───── Stored records

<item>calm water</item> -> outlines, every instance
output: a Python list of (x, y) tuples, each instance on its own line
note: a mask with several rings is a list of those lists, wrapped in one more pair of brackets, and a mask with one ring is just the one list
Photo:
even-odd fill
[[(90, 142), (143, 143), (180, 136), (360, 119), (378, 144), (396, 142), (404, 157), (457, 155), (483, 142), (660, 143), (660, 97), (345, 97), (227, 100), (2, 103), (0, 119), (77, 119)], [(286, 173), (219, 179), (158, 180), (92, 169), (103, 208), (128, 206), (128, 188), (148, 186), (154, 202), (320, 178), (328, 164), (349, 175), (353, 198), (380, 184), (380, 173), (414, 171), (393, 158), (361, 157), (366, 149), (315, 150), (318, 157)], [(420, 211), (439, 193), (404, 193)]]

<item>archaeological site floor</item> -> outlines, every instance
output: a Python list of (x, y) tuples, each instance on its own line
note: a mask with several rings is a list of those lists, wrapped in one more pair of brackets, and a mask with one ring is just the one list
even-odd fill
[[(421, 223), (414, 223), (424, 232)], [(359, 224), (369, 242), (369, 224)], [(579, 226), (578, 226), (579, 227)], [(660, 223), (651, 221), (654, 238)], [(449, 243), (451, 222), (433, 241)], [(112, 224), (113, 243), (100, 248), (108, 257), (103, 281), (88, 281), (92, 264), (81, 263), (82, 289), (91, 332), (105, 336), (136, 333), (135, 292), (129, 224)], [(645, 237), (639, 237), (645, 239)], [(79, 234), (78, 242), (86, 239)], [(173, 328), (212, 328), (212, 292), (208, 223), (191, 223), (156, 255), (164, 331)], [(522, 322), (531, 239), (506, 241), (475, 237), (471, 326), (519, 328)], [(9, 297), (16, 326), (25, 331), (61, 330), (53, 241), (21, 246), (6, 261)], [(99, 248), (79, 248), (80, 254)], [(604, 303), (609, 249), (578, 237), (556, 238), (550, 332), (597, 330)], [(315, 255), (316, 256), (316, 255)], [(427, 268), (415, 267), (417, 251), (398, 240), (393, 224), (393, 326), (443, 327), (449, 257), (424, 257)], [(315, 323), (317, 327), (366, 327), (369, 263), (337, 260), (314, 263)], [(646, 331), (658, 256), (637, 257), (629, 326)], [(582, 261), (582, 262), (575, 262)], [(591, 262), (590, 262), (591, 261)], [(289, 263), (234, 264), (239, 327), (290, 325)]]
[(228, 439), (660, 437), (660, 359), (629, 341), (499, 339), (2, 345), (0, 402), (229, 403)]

──────────

■ Task to complete
Select every line in the records above that contains the word "outlines", and copy each of those lines in full.

■ Correct result
<item>calm water</item> -> outlines, every instance
<item>archaeological site floor</item> -> outlines, every instance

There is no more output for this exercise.